Copy the material from the line containing "Could you mark every instance of the man wearing baseball" through the last line, substituting "cable bundle" for "wire bundle" and keeping everything else the same. Give only those lines.

Part of a data file
========================================

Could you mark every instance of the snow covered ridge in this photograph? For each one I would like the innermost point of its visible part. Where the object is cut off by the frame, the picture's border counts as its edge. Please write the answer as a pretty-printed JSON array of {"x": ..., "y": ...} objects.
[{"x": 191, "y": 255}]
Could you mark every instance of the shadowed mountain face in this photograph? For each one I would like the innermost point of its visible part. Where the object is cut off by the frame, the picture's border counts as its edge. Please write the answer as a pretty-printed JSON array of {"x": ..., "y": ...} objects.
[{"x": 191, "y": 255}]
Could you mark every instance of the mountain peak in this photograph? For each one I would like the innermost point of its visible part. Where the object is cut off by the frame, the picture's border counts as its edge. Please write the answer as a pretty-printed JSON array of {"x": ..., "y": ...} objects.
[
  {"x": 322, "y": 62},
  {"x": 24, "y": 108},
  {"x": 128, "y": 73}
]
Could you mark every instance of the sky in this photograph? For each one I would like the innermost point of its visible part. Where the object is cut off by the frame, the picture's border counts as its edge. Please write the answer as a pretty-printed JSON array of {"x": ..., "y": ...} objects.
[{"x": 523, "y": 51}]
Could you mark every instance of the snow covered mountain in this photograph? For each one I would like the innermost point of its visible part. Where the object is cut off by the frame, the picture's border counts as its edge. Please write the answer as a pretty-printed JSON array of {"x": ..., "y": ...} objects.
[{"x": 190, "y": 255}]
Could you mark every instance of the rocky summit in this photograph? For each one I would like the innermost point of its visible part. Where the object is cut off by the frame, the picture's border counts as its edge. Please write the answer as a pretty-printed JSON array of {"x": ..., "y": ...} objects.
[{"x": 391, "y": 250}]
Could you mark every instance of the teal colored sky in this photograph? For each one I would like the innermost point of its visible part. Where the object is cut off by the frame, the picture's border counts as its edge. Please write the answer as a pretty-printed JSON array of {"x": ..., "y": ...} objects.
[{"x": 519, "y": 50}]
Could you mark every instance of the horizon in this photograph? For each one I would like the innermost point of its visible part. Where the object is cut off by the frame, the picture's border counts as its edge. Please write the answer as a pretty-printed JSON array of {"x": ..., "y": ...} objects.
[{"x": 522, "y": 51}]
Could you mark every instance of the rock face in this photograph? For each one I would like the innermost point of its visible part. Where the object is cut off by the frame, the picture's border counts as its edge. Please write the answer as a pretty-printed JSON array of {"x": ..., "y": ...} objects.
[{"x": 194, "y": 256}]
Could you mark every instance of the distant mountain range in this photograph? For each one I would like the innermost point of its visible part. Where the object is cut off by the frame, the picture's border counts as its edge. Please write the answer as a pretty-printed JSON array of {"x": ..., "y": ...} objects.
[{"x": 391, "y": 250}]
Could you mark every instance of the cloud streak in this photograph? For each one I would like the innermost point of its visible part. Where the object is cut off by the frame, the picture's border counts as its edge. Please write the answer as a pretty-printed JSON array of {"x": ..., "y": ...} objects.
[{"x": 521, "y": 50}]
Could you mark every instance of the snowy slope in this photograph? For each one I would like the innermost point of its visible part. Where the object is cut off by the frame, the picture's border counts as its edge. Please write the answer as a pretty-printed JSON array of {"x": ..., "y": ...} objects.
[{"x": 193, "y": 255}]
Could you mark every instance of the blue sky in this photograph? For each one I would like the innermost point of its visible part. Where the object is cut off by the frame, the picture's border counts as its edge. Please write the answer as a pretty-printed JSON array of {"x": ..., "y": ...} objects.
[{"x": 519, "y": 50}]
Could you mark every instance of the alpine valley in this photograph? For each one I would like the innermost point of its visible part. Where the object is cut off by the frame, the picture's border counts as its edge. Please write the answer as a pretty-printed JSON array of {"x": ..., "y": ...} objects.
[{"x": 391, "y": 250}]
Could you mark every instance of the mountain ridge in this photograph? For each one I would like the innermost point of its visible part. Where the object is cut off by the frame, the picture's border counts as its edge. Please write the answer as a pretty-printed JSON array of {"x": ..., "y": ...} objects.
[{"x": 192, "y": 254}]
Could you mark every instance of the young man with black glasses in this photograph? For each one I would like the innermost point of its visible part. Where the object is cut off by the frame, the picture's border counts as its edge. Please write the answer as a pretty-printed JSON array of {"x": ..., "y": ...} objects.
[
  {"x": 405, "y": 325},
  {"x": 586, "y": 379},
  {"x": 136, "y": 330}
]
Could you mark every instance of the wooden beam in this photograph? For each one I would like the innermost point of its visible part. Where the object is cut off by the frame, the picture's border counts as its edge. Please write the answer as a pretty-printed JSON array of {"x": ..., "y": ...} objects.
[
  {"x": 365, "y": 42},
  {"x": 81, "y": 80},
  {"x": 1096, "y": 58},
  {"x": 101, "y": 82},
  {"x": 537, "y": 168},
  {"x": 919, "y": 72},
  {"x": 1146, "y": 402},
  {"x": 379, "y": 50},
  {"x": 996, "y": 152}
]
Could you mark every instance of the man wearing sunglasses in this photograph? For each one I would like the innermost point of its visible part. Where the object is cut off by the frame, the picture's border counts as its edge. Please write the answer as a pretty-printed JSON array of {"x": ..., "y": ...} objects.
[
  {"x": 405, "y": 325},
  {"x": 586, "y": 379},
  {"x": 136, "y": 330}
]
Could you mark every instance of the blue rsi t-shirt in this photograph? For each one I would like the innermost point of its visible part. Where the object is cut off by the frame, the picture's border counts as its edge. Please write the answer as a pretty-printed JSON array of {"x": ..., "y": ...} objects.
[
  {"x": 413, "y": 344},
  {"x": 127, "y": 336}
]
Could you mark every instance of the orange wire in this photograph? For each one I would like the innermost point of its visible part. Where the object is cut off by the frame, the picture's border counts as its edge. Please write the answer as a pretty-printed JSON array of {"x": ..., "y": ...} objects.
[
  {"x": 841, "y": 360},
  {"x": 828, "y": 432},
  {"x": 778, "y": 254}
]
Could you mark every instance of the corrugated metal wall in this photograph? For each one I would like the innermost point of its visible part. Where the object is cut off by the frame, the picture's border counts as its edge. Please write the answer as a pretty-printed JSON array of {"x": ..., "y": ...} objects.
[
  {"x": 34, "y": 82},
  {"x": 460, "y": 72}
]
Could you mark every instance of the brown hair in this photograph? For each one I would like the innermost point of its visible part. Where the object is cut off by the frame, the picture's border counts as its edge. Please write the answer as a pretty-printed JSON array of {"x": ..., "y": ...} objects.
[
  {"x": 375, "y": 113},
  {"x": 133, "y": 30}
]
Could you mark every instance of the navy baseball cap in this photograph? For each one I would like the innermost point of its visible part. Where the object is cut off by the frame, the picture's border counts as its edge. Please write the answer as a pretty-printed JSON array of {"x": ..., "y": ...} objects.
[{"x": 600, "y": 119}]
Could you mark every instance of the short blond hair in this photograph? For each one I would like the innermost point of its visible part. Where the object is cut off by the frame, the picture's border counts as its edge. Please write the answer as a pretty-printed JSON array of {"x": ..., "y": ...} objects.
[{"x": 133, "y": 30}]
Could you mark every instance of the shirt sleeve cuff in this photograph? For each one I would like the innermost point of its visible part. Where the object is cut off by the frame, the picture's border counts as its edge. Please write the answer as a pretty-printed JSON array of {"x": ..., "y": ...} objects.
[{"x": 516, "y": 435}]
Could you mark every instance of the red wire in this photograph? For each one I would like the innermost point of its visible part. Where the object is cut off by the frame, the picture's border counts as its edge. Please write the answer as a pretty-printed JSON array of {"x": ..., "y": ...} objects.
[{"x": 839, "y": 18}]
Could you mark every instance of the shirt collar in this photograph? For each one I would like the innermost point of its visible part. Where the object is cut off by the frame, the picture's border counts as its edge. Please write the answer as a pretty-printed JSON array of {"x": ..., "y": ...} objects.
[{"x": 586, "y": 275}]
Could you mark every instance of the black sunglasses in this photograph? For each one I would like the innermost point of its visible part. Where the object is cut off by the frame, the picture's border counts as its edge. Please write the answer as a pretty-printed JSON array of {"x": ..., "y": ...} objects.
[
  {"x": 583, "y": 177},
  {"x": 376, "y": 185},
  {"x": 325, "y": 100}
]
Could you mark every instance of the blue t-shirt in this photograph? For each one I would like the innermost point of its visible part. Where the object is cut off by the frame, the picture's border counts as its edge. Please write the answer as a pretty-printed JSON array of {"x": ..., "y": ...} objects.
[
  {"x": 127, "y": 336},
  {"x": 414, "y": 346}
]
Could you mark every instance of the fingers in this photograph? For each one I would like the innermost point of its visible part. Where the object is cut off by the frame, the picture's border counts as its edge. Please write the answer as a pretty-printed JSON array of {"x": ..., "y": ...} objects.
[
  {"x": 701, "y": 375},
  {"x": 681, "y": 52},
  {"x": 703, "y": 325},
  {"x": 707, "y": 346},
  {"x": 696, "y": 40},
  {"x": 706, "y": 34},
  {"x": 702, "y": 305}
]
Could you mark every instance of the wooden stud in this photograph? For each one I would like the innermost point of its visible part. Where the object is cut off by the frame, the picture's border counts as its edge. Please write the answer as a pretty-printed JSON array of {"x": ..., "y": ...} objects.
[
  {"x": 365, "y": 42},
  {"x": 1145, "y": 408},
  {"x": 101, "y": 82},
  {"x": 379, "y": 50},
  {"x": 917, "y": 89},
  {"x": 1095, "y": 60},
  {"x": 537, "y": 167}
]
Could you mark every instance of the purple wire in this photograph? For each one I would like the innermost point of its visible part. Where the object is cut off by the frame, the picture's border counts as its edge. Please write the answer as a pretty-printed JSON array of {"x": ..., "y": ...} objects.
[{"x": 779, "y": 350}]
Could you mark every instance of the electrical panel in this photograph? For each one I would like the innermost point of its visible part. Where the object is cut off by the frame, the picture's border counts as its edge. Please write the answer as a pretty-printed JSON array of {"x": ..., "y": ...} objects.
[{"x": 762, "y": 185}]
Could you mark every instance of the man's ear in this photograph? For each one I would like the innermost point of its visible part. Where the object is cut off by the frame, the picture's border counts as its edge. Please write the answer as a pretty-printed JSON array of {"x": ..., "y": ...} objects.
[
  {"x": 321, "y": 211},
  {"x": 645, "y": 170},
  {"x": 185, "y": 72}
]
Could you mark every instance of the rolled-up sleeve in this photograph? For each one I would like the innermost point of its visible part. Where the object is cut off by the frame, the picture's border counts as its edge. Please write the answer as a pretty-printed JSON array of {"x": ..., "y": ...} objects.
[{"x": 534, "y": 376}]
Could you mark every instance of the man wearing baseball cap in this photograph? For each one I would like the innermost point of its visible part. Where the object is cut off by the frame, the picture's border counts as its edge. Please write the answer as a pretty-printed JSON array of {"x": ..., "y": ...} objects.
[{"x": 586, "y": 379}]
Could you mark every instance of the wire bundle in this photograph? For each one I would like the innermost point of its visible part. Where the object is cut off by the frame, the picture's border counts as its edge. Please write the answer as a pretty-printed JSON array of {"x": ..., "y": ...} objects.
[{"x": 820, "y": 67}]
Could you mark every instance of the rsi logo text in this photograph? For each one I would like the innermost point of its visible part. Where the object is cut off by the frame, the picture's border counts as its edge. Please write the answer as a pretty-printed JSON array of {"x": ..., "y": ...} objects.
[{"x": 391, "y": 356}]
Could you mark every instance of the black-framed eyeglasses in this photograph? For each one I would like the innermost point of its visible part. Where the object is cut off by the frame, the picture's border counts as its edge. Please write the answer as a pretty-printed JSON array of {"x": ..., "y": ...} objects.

========================================

▶ _OUTPUT OF THE EXERCISE_
Could you mark every instance of the man wearing baseball cap in this photograph? For each one I would like the innermost point of its visible part. Where the object is cut off by the frame, the picture's border counts as its edge. Please write the answer as a pretty-printed JSON array of {"x": ..., "y": ...} objects.
[{"x": 586, "y": 379}]
Could you mark every instance of the cable bundle in this photograph? For each one I would like the innermost point of its visible part. Where the object is cut off by the frame, the picture's border counts as its edge. Please write the answer as a pretty-printed JSON array of {"x": ..., "y": ...} objects.
[{"x": 820, "y": 67}]
Could you mark every instance of the rsi logo text in this photograph? For each one I would like the innermost point of its visible part. Where the object is cut off by the frame, the picture's border counts as its edge. Please write the answer as a pretty-printed JSON array of {"x": ..., "y": ...} objects.
[{"x": 391, "y": 356}]
Could you mark every instance of the black-framed eyeglasses in this photograph? For each one I would like the innermost point of its visible part. Where the object is cut off by the frame, the picture's border counts as its edge. Please write the answer as a pretty-printed JSON array of {"x": ..., "y": ...} objects.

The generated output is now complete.